Prompt 1:
In the account of the Rotary club meeting, how many years has Aoife Coffey worked in transplant?
Prompt 2:
Carry on the account of the Rotary club meeting, starting after its final sentence.

START Text under study

President Mariandy distributed birthday cards to recent anniversary babies PP Bernadette Mulvey and Rotarian David Horkan.
Honorary Secretary Tony thanked the Club for the gift received by him at the Presidents Dinner for his term of service, which is now coming to an end as the Honorary Secretary of our Club. This is Tony’s third (but not consecutive) term as Secretary and of course he also served as President of the Club in the year of the celebration of the centenary of the foundation of Rotary by Paul Harris.
Last Week’s Speaker
Rotarian Derek Byrne introduced our speaker last week who was Aoife Coffey, SRN, who undertook specific training in the transplant of organs, and in particular liver transplant and then pancreas and kidney disciplines.
Aoife Coffey thanked us for inviting her to speak to the club which is the first founded outside of North America. Aoife explained that she has worked in transplant for thirty years. All the centres for transplanting Ireland are in Dublin. The Mater Hospital specialises in kidney transplants, St. Vincent’s Hospital in liver, kidney and pancreas. For pancreas transplants, all the patients are young. For kidneys it is generally patients between 16 – 73 years of age though mostly between 60-70 years. Liver transplant has been on the increase due to among other things, obesity, in particular fatty liver disease. The transplant service is entirely public, there is no private service.
Many different skills are required in the team and throughout the hospitals. So they are looking for organ donors all the time (at this point PE Alan Davidson produced his organ donor card). Donations can only be taken from live donors or donors having made appropriate arrangements, who die in hospital. Donations of organs cannot be received from those who die outside hospital or as a result of accident or trauma. It is hoped that legislation will be introduced which will reverse the present system so that persons who die in hospital will automatically have there organs donated (where suitable) rather than the current system where one has to opt in to donate. It is the condition of the organ, rather than its age, that decides if it will be suitable to transplant.

END Text under study
START Listed records

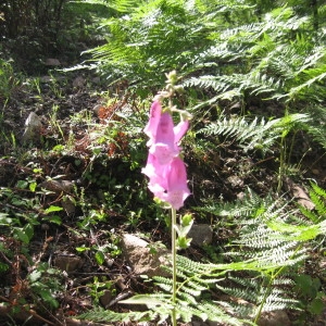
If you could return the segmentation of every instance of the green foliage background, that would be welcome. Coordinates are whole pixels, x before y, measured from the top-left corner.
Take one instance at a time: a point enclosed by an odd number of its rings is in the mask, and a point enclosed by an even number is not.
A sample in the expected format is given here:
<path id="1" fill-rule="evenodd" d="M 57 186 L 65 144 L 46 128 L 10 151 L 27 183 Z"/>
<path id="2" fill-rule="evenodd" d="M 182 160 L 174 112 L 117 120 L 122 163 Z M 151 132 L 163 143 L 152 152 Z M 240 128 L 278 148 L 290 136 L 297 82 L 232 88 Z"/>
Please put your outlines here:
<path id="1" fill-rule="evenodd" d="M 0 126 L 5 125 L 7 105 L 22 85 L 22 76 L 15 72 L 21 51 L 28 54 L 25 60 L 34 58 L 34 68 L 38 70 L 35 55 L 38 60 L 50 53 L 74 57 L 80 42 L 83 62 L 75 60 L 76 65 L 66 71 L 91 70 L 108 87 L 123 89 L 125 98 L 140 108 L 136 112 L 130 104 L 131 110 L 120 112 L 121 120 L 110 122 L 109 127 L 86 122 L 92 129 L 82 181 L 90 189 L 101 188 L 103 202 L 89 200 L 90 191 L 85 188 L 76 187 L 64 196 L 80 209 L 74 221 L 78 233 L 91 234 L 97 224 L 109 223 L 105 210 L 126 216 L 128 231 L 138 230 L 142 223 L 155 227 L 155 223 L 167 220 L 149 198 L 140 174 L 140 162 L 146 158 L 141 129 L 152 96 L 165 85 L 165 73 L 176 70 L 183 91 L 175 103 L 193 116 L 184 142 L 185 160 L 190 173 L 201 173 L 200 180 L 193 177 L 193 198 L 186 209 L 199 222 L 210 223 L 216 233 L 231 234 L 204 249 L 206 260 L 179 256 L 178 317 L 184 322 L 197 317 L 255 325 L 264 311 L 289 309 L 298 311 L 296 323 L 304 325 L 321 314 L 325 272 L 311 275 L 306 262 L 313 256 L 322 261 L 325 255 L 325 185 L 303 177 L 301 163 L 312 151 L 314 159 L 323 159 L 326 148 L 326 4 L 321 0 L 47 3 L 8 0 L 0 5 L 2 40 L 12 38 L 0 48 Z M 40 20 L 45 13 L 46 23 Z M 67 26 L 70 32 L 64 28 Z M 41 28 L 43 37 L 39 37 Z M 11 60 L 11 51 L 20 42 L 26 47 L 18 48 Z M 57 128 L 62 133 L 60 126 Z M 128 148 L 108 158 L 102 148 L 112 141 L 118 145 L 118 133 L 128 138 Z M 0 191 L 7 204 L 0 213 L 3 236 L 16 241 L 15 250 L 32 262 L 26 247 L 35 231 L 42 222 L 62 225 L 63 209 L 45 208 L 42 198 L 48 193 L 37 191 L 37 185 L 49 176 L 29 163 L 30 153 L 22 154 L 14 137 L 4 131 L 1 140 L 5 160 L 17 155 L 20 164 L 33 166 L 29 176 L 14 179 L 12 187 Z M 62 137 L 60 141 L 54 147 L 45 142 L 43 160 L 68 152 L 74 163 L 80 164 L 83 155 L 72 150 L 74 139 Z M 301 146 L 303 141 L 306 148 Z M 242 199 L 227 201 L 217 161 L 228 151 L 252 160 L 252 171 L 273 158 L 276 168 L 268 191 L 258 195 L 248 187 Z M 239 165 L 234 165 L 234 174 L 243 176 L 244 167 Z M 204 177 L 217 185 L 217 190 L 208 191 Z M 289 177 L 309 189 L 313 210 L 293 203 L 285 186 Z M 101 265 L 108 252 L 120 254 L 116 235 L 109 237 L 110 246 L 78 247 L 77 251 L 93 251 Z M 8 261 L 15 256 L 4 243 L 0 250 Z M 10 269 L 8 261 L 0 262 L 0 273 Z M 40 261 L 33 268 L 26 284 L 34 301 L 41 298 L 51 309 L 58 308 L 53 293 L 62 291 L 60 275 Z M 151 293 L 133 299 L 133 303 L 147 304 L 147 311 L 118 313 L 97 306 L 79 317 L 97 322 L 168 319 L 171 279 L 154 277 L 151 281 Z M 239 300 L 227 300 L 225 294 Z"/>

END Listed records
START Listed records

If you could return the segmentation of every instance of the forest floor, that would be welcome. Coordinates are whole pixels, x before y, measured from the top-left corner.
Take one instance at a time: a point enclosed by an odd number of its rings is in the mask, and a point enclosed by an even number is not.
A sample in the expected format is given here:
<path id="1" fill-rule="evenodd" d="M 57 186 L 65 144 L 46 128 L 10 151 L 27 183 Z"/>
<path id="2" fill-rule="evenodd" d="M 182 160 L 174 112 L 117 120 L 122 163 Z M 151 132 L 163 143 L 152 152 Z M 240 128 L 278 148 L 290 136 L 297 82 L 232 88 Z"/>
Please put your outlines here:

END Listed records
START Listed records

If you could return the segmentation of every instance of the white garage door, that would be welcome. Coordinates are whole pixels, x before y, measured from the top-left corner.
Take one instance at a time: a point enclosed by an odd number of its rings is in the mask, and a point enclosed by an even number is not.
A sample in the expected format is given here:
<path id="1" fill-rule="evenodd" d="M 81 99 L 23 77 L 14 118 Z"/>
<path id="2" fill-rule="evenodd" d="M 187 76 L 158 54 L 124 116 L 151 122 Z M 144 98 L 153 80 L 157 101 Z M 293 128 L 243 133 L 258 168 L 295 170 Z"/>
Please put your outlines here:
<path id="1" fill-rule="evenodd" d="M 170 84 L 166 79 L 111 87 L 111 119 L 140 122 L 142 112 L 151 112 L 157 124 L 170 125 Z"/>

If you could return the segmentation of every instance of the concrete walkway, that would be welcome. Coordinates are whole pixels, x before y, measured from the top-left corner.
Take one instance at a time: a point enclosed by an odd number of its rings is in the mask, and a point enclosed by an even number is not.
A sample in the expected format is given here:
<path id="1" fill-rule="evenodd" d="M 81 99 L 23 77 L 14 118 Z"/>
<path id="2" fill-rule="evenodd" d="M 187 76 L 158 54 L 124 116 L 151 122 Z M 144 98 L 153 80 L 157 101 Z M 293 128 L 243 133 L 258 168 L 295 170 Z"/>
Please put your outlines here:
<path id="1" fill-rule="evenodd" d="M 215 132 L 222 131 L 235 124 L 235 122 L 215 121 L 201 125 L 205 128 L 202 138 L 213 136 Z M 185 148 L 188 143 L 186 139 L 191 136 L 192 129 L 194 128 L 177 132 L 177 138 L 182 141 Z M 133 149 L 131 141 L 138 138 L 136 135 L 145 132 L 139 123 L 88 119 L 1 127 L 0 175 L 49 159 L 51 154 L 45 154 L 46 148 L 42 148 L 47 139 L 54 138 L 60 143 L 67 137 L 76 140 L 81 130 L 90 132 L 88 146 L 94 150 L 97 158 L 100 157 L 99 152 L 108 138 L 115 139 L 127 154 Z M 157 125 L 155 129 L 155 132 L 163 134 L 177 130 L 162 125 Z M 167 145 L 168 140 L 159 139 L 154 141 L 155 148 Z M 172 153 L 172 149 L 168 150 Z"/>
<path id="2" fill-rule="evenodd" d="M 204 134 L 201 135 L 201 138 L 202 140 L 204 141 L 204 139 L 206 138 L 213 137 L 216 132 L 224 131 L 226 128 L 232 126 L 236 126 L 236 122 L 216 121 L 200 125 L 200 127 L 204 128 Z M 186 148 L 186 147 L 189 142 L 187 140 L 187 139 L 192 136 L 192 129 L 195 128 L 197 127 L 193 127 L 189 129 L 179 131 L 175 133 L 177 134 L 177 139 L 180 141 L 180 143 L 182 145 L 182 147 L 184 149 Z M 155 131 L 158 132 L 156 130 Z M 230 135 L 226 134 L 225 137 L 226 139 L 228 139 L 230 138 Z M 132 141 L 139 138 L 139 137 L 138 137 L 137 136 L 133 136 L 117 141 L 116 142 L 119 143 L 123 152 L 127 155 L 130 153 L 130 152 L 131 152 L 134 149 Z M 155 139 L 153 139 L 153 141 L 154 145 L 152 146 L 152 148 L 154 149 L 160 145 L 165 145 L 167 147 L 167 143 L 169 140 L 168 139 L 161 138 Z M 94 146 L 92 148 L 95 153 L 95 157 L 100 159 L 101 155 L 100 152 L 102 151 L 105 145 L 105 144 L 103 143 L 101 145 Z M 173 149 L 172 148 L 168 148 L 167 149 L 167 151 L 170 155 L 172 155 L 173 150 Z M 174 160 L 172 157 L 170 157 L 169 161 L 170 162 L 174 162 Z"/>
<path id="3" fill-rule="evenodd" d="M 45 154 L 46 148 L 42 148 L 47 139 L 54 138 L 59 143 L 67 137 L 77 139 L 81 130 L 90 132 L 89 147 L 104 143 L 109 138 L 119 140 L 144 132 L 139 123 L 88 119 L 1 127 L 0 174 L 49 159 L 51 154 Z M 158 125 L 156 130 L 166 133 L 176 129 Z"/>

END Listed records

Reply 1:
Thirty years.

Reply 2:
Ireland’s longest surviving transplant patient is from 1993 and who was a patient of Aoife’s and he has won medals at the Transplant Games. About twelve kidney transplants take place per year mostly to patients of Type A Diabetes. Ireland has an organ sharing arrangement with the UK Donor Programme, and this is of great benefit to Ireland due to the shortage of donors. And in this regard Aoife gave a moving example of a mother who had just given birth to twins but who required a kidney transplant and while there was none available in Ireland, a transplant was available from the UK and this saved the mother’s life. Aoife recently attended the debs ball of the twins.
Aoife explained how there is a waiting list of all types of transplant and so more donors are required. In answer to a question from Rotarian Roger Owens, Aoife explained that alcoholics, who suffer from damage to liver and kidneys must abstain from alcohol for at least six months before transplant and at all times thereafter. Any breach and the transplant will not be proceeded with.
PP Paul Martin proposed the vote of thanks to Aoife Coffey for her interesting and explanatory talk about transplants. Paul related a story of a school friend of his who suffered from liver failure and after a transplant he has made a remarkable recovery. He encourages us all to get a donor card and to lobby politicians to bring in the opt out law. As a thank you to Aoife, and to recognise Aoife’s support for our club, she was enrolled as a Friend of Rotary at the meeting.